Written task
Count the lines below that contain the string "wire", matching case exactly, and reply with the number alone.

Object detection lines
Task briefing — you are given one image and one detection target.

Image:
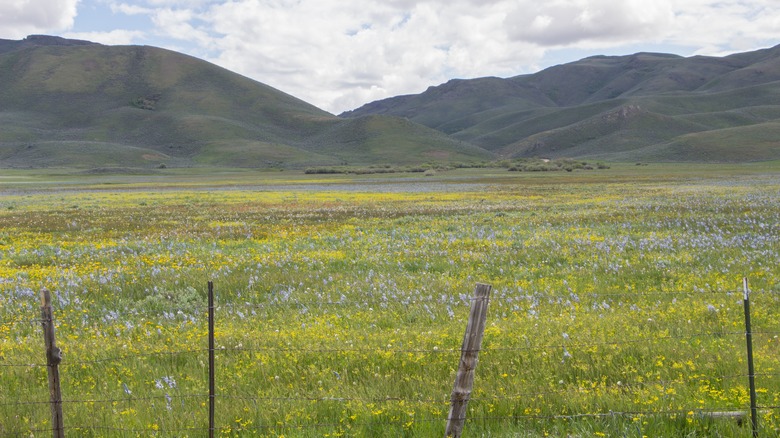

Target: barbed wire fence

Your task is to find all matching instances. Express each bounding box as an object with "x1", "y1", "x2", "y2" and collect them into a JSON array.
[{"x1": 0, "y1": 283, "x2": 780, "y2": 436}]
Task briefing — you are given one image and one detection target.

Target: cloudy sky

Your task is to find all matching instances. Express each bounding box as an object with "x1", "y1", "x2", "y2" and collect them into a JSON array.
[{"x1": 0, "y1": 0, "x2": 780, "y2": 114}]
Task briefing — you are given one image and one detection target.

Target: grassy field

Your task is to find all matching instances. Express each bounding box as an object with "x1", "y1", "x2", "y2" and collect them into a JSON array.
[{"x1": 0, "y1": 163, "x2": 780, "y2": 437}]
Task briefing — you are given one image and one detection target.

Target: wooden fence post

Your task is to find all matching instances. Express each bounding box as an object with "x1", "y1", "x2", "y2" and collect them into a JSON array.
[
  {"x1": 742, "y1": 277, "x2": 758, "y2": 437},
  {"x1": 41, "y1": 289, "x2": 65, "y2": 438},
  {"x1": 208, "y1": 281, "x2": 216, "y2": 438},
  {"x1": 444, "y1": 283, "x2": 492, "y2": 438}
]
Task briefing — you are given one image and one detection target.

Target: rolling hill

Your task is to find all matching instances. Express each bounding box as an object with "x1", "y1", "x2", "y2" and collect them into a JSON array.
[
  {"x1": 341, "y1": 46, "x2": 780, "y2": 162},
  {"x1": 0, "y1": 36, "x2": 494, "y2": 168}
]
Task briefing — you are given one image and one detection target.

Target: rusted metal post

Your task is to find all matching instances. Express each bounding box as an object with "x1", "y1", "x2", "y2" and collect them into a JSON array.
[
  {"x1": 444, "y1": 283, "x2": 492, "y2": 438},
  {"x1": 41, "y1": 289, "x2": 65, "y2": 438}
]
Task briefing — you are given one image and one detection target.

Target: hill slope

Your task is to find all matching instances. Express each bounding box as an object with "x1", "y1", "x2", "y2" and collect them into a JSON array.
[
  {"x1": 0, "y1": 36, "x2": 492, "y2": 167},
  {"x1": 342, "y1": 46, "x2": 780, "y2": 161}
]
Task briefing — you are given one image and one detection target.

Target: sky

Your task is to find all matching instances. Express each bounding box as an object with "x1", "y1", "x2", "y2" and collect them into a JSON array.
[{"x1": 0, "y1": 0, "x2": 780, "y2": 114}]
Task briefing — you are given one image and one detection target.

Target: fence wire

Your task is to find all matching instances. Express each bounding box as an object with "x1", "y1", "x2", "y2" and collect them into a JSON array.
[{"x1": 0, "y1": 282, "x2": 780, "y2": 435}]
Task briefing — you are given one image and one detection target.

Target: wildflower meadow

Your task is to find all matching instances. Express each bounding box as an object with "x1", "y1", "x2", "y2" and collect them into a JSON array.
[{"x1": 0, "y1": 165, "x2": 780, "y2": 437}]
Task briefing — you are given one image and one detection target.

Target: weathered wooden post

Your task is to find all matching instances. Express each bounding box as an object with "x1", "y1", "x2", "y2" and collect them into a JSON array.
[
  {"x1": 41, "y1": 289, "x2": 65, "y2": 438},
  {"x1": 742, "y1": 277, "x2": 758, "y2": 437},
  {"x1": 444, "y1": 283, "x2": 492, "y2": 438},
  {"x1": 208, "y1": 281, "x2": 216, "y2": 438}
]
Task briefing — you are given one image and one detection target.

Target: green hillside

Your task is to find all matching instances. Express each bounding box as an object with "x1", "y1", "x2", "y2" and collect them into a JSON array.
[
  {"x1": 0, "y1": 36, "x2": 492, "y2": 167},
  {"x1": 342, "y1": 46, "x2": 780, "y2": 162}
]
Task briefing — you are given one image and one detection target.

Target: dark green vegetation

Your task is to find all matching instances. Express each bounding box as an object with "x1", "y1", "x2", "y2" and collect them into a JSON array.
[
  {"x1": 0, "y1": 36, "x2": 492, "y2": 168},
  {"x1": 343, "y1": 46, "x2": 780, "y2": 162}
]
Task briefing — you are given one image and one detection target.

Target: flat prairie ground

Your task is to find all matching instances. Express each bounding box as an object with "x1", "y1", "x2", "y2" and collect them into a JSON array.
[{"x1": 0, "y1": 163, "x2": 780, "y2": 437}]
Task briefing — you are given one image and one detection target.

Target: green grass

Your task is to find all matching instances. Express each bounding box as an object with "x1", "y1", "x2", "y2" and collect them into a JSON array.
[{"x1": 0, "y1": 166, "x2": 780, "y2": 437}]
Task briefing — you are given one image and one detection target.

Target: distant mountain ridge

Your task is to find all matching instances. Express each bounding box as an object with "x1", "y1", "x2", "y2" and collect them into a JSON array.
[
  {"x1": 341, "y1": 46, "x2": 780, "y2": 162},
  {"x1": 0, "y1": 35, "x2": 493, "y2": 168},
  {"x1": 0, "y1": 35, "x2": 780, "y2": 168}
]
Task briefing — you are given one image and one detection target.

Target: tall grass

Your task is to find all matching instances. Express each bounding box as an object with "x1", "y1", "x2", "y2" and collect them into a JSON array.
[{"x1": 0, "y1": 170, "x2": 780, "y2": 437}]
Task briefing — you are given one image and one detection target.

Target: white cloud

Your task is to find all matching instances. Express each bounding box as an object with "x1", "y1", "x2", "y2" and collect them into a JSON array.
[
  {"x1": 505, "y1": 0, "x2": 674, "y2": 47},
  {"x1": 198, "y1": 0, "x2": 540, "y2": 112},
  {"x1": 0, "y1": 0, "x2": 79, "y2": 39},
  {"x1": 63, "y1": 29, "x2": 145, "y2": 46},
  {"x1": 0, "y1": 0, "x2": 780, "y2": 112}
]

Answer for the task
2